§ **WHAT YOU WILL DO**: Could the data below please be reproduced word for word, without the pictures?
-- Opening Marker --
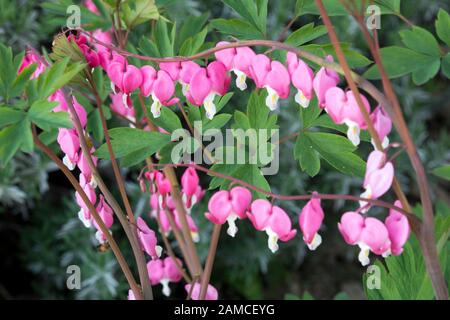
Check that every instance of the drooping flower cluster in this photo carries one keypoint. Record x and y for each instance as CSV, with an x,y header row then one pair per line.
x,y
163,206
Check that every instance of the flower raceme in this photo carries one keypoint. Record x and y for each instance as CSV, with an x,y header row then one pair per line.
x,y
302,78
378,178
273,220
164,271
343,108
205,84
238,60
271,75
310,220
372,235
147,239
211,292
228,206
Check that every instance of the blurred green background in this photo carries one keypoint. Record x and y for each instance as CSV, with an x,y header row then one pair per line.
x,y
40,234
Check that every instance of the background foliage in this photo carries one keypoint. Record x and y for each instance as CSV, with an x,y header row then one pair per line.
x,y
40,234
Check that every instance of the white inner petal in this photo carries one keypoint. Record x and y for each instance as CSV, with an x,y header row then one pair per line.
x,y
209,105
368,195
353,132
272,241
317,240
240,79
86,221
166,289
232,229
69,164
272,98
301,99
363,255
156,107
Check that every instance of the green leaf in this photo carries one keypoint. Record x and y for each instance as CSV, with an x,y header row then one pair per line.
x,y
236,27
126,141
10,116
399,61
162,39
354,58
420,40
136,12
191,26
446,65
310,114
337,151
306,154
250,12
423,75
443,26
217,122
42,115
305,34
168,120
148,47
11,139
442,172
335,7
325,121
21,80
241,120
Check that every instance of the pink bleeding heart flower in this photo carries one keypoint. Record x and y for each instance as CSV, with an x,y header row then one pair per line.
x,y
89,4
369,234
148,240
90,55
259,68
211,292
324,80
103,36
80,112
172,68
124,76
302,78
163,183
398,229
190,183
149,75
163,272
271,75
70,144
84,214
374,237
228,206
119,107
206,84
350,226
310,221
29,59
343,108
106,214
86,171
131,295
378,178
58,96
273,220
191,224
162,92
237,60
382,124
187,71
107,57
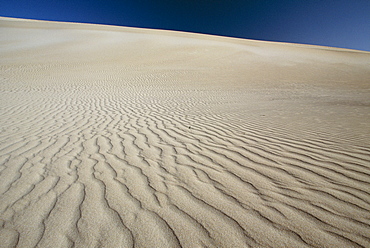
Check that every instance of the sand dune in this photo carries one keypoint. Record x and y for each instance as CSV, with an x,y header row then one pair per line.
x,y
124,137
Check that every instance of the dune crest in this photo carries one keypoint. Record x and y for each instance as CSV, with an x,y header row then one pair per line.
x,y
125,137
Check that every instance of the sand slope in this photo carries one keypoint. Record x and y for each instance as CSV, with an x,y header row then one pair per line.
x,y
123,137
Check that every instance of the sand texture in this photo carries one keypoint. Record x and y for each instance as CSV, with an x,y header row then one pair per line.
x,y
124,137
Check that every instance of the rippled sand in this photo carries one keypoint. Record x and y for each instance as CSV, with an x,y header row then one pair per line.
x,y
123,137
-- Closing Marker --
§ **ANSWER SPACE**:
Check that every instance of the drooping flower cluster in this photo carries one keypoint. Record x and y for each instance as CSV, with an x,y header row then one pair per line.
x,y
163,206
Check that every instance of the flower raceme in this photo carries one keypoint. Record x and y for each instance as CSV, with an x,y header row then one pair per line.
x,y
302,78
378,178
273,220
164,271
343,108
205,84
238,60
271,75
310,220
372,235
147,239
211,292
228,206
Check that every instance of the blurred green background in this photo carries one keypoint. Record x and y for each instance as CSV, with an x,y header row then one pair per line.
x,y
40,234
Check that every instance of the background foliage in this photo carries one keypoint. Record x and y for each instance as CSV, with an x,y header row then one pair per line.
x,y
40,234
Check that every instance of the white inner petal in this photo carries one keypoint. Record x and y for each instance as CSV, with an x,y header row then one pair per line.
x,y
209,105
368,195
353,132
272,241
317,240
240,79
86,221
166,289
232,229
69,164
272,98
301,99
363,255
156,107
Check that every instance of the green leaf in this photo carries one keypoint. Record x and y for each instance as CSV, with an x,y header row then one pair per line.
x,y
236,27
126,141
10,116
399,61
162,39
354,58
420,40
136,12
191,26
446,65
310,114
337,151
306,154
250,12
423,75
443,26
217,122
42,115
305,34
168,120
148,47
11,139
442,172
335,7
325,121
21,80
241,120
Check that every instance of the pink bleeding heart flower in this photo carries one keypoint. Record x and y for each instance as CSV, with an x,y header row then one pair per line.
x,y
89,4
369,234
148,240
90,55
259,68
211,292
324,80
103,36
80,112
172,68
124,76
302,78
163,183
398,229
190,183
149,75
163,272
271,75
70,144
84,214
374,237
228,206
119,107
206,84
350,226
310,221
29,59
343,108
106,214
86,171
131,295
378,178
58,96
273,220
191,224
162,92
237,60
382,124
187,71
107,57
Check that every instance of the sand dune in this photo carries one keypoint. Record x and y for each instance as CSV, with an x,y header row then one pair per line.
x,y
124,137
Check that every instance of the dune crest in this photo carries one keypoint. Record x and y for each instance as CSV, with an x,y header row then one pair per line.
x,y
125,137
Check that every instance of the sand slope in this photo carries one keypoint. Record x and y for each instance as CSV, with an x,y header row then one pair per line.
x,y
123,137
Check that every instance of the sand texture in this photo carries one keypoint. Record x and y for each instance as CSV, with an x,y header row then one pair per line.
x,y
124,137
Check that every instance of the rippled sand in this photo carries one keypoint. Record x and y for each instance as CSV, with an x,y header row then one pair per line.
x,y
123,137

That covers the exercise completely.